Göreviniz>
Aşağıdaki Irak Savaşı metnine göre şu ifadelerin her birine evet ya da hayır diye karşılık verin ve kararınızı belirleyen sözleri metinden olduğu gibi alıntılayın. 1. Operasyon 20 Mart 2003'te başladı. 2. Baas yönetimi bir yıldan uzun süre dayandı. 3. Irak Anayasası'nın mimarı Joe Biden'dı.

Amerikan eski başkanı George W. Bush Irak Savaşı öncesi ülkesinin hedeflerini sayarken Saddam Hüseyin rejimini devirmek ve “Irak’ı Ortadoğu ülkeleri için bir model” haline getirmekten söz ediyordu. 20 Mart 2003’te sabaha karşı başlayan operasyona “Özgürlük operasyonu” adı verildi.
Amerikan savaş uçakları bombalarını başta Bağdat olmak üzere Irak’ın kadim kent, köprü, otoyol, baraj ve daha da önemlisi insanlarının üzerine bıraktı.
Irak kısa bir süre içinde yerle bir oldu. Baas yönetimi üç haftadan az dayanabildi. Çeyrek asırlık Saddam Hüseyin dönemi sona erdi ama Irak’taki kaos, yıkım ve savaş on beş yıl boyunca farklı formlarda devam etti, ediyor.
ABD’nin “Özgürlük operasyonu” Irak’a demokrasi değil yıkım götürdü. Sünniler ile Şiiler arasında körüklenen mezhep çatışması ve radikal terör örgütlerinin eylemleri tüm bölgeye yayıldı. El-Kaide, DEAŞ ve benzeri yapılar dünyayı kana buladı. 2005’te kabul edilen ve mimarı ABD’nin Irak’tan sorumlu sivil yöneticisi Paul Bremer olan Irak Anayasası ülke nüfusunun yaklaşık dörtte birini oluşturan Sünni Arapların endişelerini karşılamaktan uzak, toplumun bir kesimini tamamen dışlayan bir metin olarak şekillendi.
Washington’ın demokrasi sözleri Irak için koca bir yalan olarak ortada duruyor. Asıl hedefin ise ABD’nin bölgedeki jeopolitik mücadelede yerini sağlamlaştırmak olduğunu bilmeyen yok.
Mısır’da Darbe
2011’de başlayıp Ortadoğu ve Kuzey Afrika’da uzun yıllardır iş başındaki liderleri birbiri ardına deviren isyan dalgası Hüsnü Mübarek’in otuz yıllık başkanlığını sona erdirdiğinde demokrasi ve özgürlük sloganları Batı’da geniş yankı buluyordu.
ABD eski başkan yardımcısı Joe Biden Hüsnü Mübarek’in istifası için “Bu tarihin çok önemli bir dönüm noktası. Şu an yaşanan değişim geri döndürülemez bir değişim olmalı” derken dönemin İngiltere Başbakanı David Cameron “Bu sivil ve demokratik yönetime geçiş adımıdır. Mübarek’in gidişi büyük bir fırsattır. Yeni hükümet gerçek, açık, özgür ve demokratik bir toplum inşası için temel taş olacaktır” diyordu. Almanya Başbakanı Angela Merkel de “Bugün çok mutlu bir gün. Hepimiz tarihi bir değişime tanık oluyoruz. Mısır sokaklarındaki insanların coşkusunu paylaşıyorum” ifadelerini kullanıyordu.

Bir veri kümesinde yer alan kayıtlar
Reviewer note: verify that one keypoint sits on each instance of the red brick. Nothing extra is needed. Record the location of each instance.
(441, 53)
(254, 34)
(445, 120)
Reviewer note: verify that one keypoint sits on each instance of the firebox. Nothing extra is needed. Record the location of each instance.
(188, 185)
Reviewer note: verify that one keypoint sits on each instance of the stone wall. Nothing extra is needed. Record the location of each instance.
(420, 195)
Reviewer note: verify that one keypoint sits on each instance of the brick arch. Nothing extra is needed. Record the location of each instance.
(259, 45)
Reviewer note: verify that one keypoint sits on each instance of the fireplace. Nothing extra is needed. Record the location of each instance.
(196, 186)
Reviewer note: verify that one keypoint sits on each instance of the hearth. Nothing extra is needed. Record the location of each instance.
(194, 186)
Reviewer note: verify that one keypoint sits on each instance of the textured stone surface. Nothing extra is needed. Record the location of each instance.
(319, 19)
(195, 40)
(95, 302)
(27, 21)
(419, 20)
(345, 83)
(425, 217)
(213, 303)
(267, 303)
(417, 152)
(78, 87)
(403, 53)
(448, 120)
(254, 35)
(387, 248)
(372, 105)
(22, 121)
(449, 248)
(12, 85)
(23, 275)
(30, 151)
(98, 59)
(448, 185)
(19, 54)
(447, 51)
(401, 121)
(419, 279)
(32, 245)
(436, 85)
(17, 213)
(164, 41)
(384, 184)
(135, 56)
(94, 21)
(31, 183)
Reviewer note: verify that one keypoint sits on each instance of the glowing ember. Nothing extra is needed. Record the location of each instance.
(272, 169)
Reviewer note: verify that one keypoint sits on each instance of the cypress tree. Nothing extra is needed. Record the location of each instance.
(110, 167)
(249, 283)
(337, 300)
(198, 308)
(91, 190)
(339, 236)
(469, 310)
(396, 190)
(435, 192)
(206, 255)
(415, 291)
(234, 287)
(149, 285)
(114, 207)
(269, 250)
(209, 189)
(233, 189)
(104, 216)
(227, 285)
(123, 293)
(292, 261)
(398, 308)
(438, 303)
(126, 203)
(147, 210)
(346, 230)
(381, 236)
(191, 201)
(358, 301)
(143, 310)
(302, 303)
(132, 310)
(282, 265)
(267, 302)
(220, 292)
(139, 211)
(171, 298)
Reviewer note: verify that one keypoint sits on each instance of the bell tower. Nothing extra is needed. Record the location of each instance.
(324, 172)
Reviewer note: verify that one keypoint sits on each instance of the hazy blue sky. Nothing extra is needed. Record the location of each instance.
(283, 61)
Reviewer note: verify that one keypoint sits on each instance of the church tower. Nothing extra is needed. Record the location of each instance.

Alıştırmanın yanıtı>
1. Evet: "20 Mart 2003’te sabaha karşı başlayan operasyona “Özgürlük operasyonu” adı verildi."
2. Hayır: "Baas yönetimi üç haftadan az dayanabildi."
3. Hayır: "mimarı ABD’nin Irak’tan sorumlu sivil yöneticisi Paul Bremer olan Irak Anayasası"